Input for this task
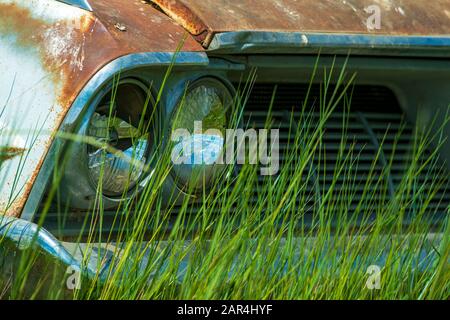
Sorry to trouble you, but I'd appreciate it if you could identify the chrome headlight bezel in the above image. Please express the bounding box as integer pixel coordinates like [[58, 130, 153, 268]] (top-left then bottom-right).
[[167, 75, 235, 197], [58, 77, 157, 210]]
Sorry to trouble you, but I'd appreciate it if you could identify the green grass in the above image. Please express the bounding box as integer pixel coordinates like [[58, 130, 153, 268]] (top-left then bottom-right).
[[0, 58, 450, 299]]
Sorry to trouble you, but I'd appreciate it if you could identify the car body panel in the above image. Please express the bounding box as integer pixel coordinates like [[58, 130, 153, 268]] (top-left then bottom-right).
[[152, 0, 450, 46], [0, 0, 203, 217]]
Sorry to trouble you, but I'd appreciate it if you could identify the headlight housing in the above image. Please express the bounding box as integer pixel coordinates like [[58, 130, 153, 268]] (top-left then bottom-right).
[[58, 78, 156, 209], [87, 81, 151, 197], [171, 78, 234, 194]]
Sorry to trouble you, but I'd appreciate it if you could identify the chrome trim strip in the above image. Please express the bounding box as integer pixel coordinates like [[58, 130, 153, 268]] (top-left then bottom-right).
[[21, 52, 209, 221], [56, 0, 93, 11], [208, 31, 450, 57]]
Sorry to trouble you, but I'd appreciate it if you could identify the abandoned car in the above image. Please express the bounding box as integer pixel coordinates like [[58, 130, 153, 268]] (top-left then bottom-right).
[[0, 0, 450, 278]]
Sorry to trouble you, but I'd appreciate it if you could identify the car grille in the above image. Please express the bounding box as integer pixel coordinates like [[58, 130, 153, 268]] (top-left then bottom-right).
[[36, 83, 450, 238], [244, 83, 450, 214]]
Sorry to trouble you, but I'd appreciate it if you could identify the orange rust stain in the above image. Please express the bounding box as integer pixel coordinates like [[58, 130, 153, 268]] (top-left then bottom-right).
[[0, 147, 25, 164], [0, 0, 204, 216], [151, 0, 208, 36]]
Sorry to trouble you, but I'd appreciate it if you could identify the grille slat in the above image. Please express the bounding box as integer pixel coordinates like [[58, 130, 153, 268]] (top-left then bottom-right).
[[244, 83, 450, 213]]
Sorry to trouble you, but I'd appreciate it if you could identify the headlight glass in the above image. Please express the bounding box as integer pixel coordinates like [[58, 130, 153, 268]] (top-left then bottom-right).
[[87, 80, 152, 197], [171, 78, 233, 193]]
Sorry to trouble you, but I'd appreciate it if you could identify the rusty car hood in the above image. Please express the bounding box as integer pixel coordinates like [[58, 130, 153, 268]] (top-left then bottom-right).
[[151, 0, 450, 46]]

--

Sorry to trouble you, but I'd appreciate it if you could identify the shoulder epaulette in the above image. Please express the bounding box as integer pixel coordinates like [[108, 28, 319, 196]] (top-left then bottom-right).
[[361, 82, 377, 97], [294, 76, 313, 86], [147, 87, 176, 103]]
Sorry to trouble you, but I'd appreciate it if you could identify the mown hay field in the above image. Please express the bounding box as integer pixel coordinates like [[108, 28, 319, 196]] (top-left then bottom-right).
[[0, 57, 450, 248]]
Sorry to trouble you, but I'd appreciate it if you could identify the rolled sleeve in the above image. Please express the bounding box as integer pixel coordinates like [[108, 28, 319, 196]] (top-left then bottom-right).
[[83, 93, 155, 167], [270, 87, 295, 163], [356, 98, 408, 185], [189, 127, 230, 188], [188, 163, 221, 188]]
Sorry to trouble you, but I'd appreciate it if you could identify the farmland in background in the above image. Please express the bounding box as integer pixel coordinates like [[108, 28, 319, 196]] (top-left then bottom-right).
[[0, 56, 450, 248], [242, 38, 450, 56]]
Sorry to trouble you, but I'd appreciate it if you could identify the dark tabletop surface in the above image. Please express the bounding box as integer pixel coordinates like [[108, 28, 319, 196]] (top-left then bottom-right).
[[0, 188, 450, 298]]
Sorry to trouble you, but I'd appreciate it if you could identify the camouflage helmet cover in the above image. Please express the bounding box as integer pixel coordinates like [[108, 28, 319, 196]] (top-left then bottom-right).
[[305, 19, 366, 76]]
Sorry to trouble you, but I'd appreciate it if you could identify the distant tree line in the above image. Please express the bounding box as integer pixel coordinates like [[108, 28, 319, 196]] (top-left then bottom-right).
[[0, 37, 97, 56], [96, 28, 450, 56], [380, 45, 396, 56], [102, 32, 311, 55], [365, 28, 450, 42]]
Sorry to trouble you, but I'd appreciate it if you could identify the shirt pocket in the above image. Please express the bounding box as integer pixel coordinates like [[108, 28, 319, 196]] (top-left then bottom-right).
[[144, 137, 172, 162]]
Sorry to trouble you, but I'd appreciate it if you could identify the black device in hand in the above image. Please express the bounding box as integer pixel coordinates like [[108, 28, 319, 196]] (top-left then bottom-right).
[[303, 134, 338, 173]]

What is needed
Duplicate the records word for word, from the line that contains "identify the rusty" down to the line that contains "[[151, 0, 450, 46]]", both of those lines included.

Right answer
Sorry to trouble you, but I'd appreciate it if you could identify the rusty car hood in the above image. Please express the bounding box as integer pixel coordinates like [[58, 130, 153, 268]] (top-left then bottom-right).
[[151, 0, 450, 46]]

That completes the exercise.